-- Quoted passage start --

Digital Asset Blockchain Platform: Revolutionizing Global Trade

We are living in a digital era where most of the assets are digitized to bring innovation to the world. The blockchain is making it possible to move towards the digitization of a physical asset due to its transparent, auditable, immutable and distributed nature.

It takes only a few minutes to buy clothes or airline tickets, but when it comes to buying stocks or getting a mortgage, transactions are more time-consuming. Transferring or selling assets like real estate, gold, carbon credits or fine arts is difficult and often compel sellers and buyers to deal with a lot of paperwork and lengthy process.

Moving physical assets to digital tokens on a distributed ledger can unlock the value of real-world assets and make it possible to exchange them in real time.

Converting a physical asset into the tradeable digital asset blockchain platform offers a higher degree of liquidity and reduces the entry barriers for private investors in asset classes dominated by high net worth individuals and institutional investors.

-- Quoted passage end --
-- Supplied data start --

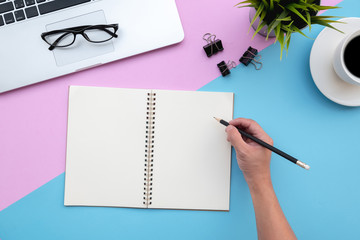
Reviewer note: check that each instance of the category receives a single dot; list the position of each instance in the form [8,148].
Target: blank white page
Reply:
[192,159]
[105,147]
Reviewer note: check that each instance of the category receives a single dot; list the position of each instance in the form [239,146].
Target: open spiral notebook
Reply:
[147,149]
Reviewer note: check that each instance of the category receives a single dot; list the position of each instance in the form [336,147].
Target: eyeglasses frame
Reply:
[80,30]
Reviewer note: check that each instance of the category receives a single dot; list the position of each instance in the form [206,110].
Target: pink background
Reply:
[33,119]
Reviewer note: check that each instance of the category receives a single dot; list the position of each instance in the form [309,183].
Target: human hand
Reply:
[253,159]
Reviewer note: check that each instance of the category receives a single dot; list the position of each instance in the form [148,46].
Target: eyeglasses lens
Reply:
[99,35]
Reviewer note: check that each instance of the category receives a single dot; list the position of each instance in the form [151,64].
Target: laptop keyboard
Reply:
[12,11]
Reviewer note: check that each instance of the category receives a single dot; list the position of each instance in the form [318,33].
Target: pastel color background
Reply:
[320,204]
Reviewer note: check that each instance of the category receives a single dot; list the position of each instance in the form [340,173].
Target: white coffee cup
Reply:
[339,62]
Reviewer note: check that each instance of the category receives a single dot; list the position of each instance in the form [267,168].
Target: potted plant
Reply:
[281,18]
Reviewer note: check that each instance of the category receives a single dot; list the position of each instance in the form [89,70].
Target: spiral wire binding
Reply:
[149,149]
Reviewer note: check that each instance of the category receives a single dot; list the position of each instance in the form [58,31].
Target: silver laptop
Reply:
[25,58]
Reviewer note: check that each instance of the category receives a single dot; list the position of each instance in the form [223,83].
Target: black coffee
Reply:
[352,56]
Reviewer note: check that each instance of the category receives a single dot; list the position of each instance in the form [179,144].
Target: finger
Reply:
[251,127]
[234,137]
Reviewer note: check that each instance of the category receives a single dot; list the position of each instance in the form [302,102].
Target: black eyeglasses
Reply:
[92,33]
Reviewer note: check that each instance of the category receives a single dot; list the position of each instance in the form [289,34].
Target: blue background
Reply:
[322,203]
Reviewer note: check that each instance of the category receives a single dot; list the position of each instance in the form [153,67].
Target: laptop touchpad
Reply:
[81,49]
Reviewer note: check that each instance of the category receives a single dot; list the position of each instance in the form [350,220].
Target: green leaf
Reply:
[271,7]
[276,22]
[295,29]
[291,8]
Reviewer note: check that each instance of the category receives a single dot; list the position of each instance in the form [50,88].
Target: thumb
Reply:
[234,137]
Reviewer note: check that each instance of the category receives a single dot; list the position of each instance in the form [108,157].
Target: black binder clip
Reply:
[250,56]
[213,45]
[225,67]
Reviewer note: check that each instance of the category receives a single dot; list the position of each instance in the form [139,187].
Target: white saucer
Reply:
[321,67]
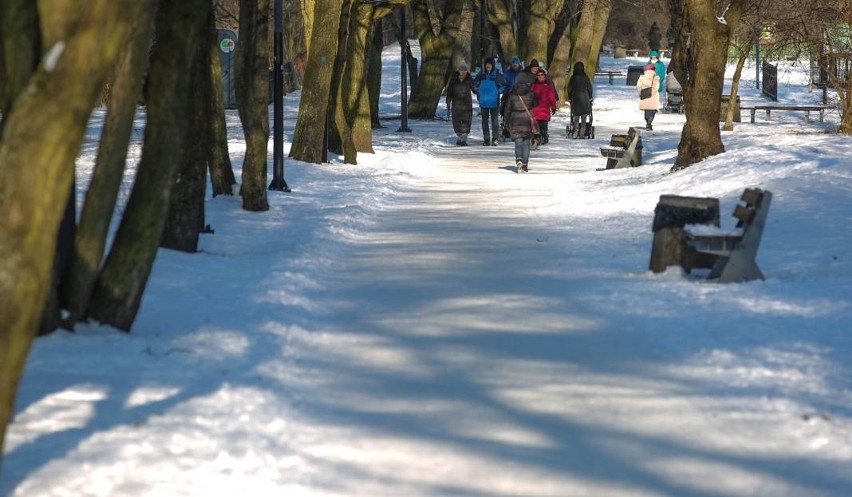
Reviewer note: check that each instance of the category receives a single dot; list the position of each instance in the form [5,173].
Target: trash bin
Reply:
[669,247]
[633,74]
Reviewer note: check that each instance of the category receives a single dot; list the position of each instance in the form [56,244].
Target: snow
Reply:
[430,323]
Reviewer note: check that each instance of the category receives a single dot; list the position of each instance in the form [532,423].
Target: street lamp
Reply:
[278,182]
[403,77]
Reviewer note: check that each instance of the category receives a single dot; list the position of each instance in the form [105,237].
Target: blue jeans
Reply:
[522,149]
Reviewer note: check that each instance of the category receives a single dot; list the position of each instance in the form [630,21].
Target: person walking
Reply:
[529,75]
[520,121]
[649,94]
[460,102]
[580,94]
[488,86]
[546,97]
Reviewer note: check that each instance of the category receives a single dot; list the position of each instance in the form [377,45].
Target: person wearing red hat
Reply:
[649,94]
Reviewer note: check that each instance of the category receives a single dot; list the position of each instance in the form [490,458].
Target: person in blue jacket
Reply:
[659,68]
[488,86]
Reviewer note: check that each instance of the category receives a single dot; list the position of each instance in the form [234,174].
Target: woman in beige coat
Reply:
[650,104]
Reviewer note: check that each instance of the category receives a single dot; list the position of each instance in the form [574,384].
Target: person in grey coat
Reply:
[580,95]
[519,107]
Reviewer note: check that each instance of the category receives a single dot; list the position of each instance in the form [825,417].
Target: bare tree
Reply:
[118,291]
[253,99]
[322,19]
[90,238]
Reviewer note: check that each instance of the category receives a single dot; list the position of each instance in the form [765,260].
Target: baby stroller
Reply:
[577,129]
[674,94]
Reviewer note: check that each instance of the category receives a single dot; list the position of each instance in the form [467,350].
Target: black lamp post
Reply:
[278,182]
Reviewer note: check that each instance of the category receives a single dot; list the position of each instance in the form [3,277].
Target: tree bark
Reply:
[308,142]
[437,32]
[39,135]
[21,49]
[118,291]
[601,18]
[253,100]
[706,59]
[97,213]
[735,85]
[374,73]
[222,177]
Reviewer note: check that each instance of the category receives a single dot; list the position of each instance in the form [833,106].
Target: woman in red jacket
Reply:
[546,97]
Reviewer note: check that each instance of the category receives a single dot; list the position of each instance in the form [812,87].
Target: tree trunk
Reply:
[97,213]
[118,291]
[185,220]
[560,49]
[253,99]
[39,135]
[435,55]
[599,23]
[583,33]
[308,142]
[356,101]
[222,177]
[735,86]
[374,73]
[542,20]
[339,133]
[503,19]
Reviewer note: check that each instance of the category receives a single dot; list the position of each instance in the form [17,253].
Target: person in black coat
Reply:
[519,118]
[460,102]
[580,95]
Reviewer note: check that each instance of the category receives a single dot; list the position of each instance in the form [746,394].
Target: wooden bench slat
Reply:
[752,196]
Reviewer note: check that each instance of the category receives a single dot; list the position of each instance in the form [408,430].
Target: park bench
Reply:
[734,253]
[807,109]
[610,74]
[623,150]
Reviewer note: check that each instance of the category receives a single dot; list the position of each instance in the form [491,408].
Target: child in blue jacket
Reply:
[488,86]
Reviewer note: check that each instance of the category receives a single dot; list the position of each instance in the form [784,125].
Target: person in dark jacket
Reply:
[519,118]
[511,76]
[460,102]
[580,95]
[529,75]
[488,86]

-- Supplied data end --

● **Set problem A**
Count the lines of the records above that contain the string "coat", treating uppercase and lowercase as different. Give only the number.
● **Set problem B**
Pick up the text on digital asset blockchain platforms after its final sentence and keep writing.

● **Written response A**
3

● **Written response B**
In this article, we shall explain why and how blockchain can transform everything from investment to trading with asset digitization.

But let’s first understand what a digital asset is and how it works.

What is Digital Asset?

Digital Asset is defined as a digitized right of ownership of an asset. Also, it can be termed as the content owned by an individual in the digital form. But here, we are defining the digital asset as a store of value.

Digital Assets can be categorized as follows:

  • Digital Currencies with a limited audit. For example, central bank digital currency, PayPal’s digital USD or any digital wallet with some amount. The auditing limitation implies that digital currency users cannot be assured to the authenticity of the process as they have to trust parties who manage them.
  • Digital tokens are more transparent and offer auditability to allow users to trace back the immutable transactions whenever required.

Why digitize real-world assets?

The world is full of valuable assets: real estate, carbon credits, stocks, oil, precious metals (gold, silver or platinum) and so on. It is challenging to physically transfer or subclassify the assets, restricting the sellers and buyers to paper trading which represents some or all of the asset. However, paper and complex legal agreements are clumsy making it difficult to move or track the assets.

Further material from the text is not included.